To do: Keep the images out and copy every entry below exactly.

Given entries:
/---

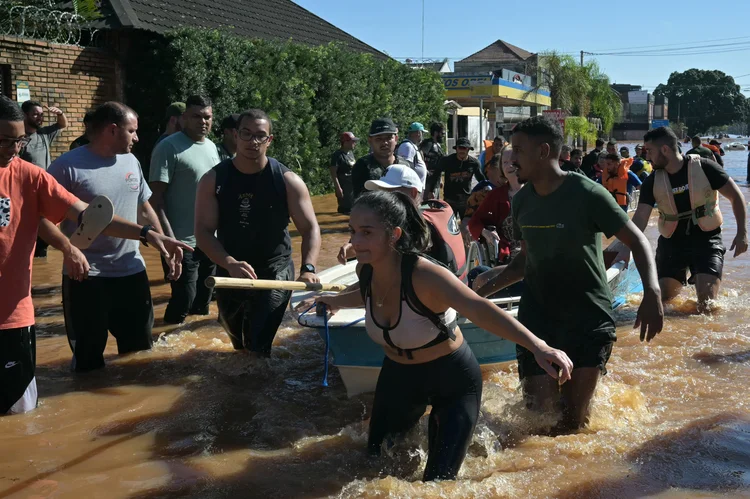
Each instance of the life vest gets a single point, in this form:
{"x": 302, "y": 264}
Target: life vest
{"x": 617, "y": 184}
{"x": 704, "y": 201}
{"x": 449, "y": 249}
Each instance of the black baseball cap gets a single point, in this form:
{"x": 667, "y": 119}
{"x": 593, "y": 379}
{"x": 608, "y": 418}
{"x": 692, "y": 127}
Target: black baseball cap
{"x": 382, "y": 126}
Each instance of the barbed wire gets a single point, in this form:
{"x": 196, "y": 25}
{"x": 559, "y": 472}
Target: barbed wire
{"x": 45, "y": 23}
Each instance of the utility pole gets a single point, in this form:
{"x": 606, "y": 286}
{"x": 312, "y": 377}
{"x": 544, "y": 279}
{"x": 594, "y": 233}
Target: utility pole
{"x": 422, "y": 32}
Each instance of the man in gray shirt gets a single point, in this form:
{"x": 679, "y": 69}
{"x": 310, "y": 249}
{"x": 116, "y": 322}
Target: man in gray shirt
{"x": 116, "y": 296}
{"x": 40, "y": 140}
{"x": 177, "y": 165}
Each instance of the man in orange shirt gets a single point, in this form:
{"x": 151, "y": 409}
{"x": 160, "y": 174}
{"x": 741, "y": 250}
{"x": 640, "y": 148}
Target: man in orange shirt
{"x": 28, "y": 193}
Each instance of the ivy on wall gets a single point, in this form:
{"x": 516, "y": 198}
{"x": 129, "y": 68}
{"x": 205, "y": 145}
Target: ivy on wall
{"x": 312, "y": 94}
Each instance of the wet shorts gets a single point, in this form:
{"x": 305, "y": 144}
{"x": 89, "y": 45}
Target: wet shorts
{"x": 675, "y": 256}
{"x": 587, "y": 349}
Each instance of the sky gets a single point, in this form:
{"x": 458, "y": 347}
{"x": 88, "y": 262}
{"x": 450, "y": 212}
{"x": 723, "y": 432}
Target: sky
{"x": 682, "y": 35}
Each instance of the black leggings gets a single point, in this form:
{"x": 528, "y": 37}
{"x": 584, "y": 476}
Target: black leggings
{"x": 452, "y": 385}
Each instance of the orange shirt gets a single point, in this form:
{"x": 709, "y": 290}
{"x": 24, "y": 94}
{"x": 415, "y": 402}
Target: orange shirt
{"x": 27, "y": 193}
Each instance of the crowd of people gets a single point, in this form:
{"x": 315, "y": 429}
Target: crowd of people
{"x": 225, "y": 208}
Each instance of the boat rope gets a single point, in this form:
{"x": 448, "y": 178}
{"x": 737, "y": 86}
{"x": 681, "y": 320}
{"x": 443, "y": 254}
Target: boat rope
{"x": 328, "y": 342}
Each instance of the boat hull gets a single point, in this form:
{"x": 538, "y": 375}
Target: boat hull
{"x": 359, "y": 359}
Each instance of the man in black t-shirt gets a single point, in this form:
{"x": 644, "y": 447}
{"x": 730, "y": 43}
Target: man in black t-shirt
{"x": 383, "y": 139}
{"x": 459, "y": 167}
{"x": 592, "y": 158}
{"x": 342, "y": 162}
{"x": 689, "y": 246}
{"x": 432, "y": 150}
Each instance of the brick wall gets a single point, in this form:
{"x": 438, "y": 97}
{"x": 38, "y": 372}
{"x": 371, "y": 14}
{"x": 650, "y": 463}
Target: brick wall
{"x": 73, "y": 78}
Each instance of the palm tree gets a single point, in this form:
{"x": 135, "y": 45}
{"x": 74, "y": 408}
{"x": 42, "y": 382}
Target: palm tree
{"x": 580, "y": 90}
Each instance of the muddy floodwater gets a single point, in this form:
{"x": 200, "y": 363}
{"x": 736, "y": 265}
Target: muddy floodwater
{"x": 193, "y": 418}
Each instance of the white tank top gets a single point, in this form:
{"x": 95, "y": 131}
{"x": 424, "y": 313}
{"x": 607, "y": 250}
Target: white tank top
{"x": 411, "y": 330}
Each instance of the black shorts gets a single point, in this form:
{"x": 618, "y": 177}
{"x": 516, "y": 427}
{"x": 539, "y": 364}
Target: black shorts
{"x": 98, "y": 306}
{"x": 701, "y": 255}
{"x": 17, "y": 367}
{"x": 591, "y": 348}
{"x": 252, "y": 318}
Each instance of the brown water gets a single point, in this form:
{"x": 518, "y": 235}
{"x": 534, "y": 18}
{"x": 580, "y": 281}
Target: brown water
{"x": 193, "y": 418}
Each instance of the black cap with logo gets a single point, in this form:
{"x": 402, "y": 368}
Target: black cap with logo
{"x": 382, "y": 126}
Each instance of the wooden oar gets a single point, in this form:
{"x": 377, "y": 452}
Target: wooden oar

\---

Answer to this task:
Each instance of the life vest gets a single point, in this form:
{"x": 302, "y": 264}
Target: life vest
{"x": 617, "y": 184}
{"x": 704, "y": 201}
{"x": 449, "y": 249}
Each instance of the black baseball cap gets a single point, in this form:
{"x": 667, "y": 119}
{"x": 593, "y": 379}
{"x": 608, "y": 418}
{"x": 692, "y": 127}
Target: black baseball cap
{"x": 382, "y": 126}
Each instance of the barbed wire gets a single point, in this form:
{"x": 196, "y": 25}
{"x": 559, "y": 472}
Target: barbed wire
{"x": 45, "y": 23}
Each instance of the utility pole gets a single point, in this form:
{"x": 606, "y": 286}
{"x": 312, "y": 377}
{"x": 544, "y": 279}
{"x": 594, "y": 233}
Target: utility pole
{"x": 422, "y": 32}
Each instance of the man in gray shirt gets a single point, in this form:
{"x": 679, "y": 69}
{"x": 310, "y": 249}
{"x": 116, "y": 322}
Target: man in gray shirt
{"x": 116, "y": 296}
{"x": 40, "y": 140}
{"x": 177, "y": 165}
Each instance of the man in orange shirt gets a single point, in this form:
{"x": 151, "y": 409}
{"x": 160, "y": 174}
{"x": 741, "y": 250}
{"x": 640, "y": 148}
Target: man in orange shirt
{"x": 28, "y": 193}
Each instance of the ivy on wall gets a single point, in this form:
{"x": 516, "y": 198}
{"x": 129, "y": 68}
{"x": 205, "y": 145}
Target: ivy on wall
{"x": 312, "y": 94}
Each instance of the wet shorts gets a single point, in this form:
{"x": 305, "y": 144}
{"x": 89, "y": 45}
Target: wet shorts
{"x": 675, "y": 256}
{"x": 587, "y": 349}
Each instance of the sky gets a single point, in this form:
{"x": 458, "y": 347}
{"x": 88, "y": 262}
{"x": 450, "y": 212}
{"x": 723, "y": 432}
Target: sky
{"x": 682, "y": 35}
Each instance of the black leggings gets a single point, in this form:
{"x": 528, "y": 37}
{"x": 584, "y": 476}
Target: black leggings
{"x": 452, "y": 385}
Each instance of the orange shirt gets a single point, in this form:
{"x": 709, "y": 290}
{"x": 24, "y": 94}
{"x": 415, "y": 402}
Target: orange shirt
{"x": 27, "y": 193}
Each instance of the crowd of people gets a single point, in this form:
{"x": 315, "y": 429}
Target: crowd of people
{"x": 225, "y": 208}
Each instance of the boat rope gets a single point, in this form:
{"x": 448, "y": 178}
{"x": 737, "y": 86}
{"x": 681, "y": 320}
{"x": 443, "y": 254}
Target: boat rope
{"x": 328, "y": 342}
Each instance of the boat hull gets a single point, in this form:
{"x": 538, "y": 375}
Target: boat hull
{"x": 359, "y": 359}
Each instance of the man in black t-shirt gets a single point, in this form:
{"x": 644, "y": 447}
{"x": 730, "y": 43}
Target: man in black t-shirt
{"x": 383, "y": 139}
{"x": 459, "y": 167}
{"x": 592, "y": 158}
{"x": 342, "y": 162}
{"x": 689, "y": 246}
{"x": 432, "y": 150}
Each instance of the brick wall gets a single point, in this form:
{"x": 438, "y": 97}
{"x": 38, "y": 372}
{"x": 371, "y": 14}
{"x": 650, "y": 463}
Target: brick wall
{"x": 73, "y": 78}
Each instance of the palm tree gets a single point, in this form:
{"x": 135, "y": 45}
{"x": 74, "y": 408}
{"x": 42, "y": 382}
Target: palm tree
{"x": 580, "y": 90}
Each instance of the muddy floodwater gets a single point, in this form:
{"x": 200, "y": 363}
{"x": 736, "y": 265}
Target: muddy floodwater
{"x": 193, "y": 418}
Each instance of the white tank top gets a single point, in this form:
{"x": 95, "y": 131}
{"x": 424, "y": 313}
{"x": 607, "y": 250}
Target: white tank top
{"x": 411, "y": 330}
Each instance of the black shorts gets a single point, in this form:
{"x": 618, "y": 177}
{"x": 516, "y": 427}
{"x": 539, "y": 364}
Target: black shorts
{"x": 98, "y": 306}
{"x": 701, "y": 255}
{"x": 17, "y": 367}
{"x": 591, "y": 348}
{"x": 252, "y": 318}
Each instance of the brown water gets a single point, in this form:
{"x": 518, "y": 235}
{"x": 534, "y": 18}
{"x": 580, "y": 281}
Target: brown water
{"x": 193, "y": 418}
Each instance of the black cap with logo gets a single point, in this form:
{"x": 402, "y": 368}
Target: black cap with logo
{"x": 382, "y": 126}
Each instance of the wooden oar gets a single point, in this form:
{"x": 377, "y": 452}
Target: wooden oar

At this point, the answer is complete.